AIM:
Render each line of the items below as a Markdown table with two columns, Row and Text. Number the lines in order and leave out any blank ones.

MATERIALS PROVIDED:
===
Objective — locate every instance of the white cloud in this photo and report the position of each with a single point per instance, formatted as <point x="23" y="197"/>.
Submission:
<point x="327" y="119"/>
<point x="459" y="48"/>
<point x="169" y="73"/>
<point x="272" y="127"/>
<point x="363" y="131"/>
===
RESPONSE:
| Row | Text |
|---|---|
| 1 | Objective — locate every instance of the white cloud in this photo and report the position of each with a single point per instance, formatted as <point x="23" y="197"/>. |
| 2 | Submission: |
| 3 | <point x="327" y="119"/> |
| 4 | <point x="459" y="48"/> |
| 5 | <point x="169" y="73"/> |
| 6 | <point x="272" y="127"/> |
| 7 | <point x="363" y="131"/> |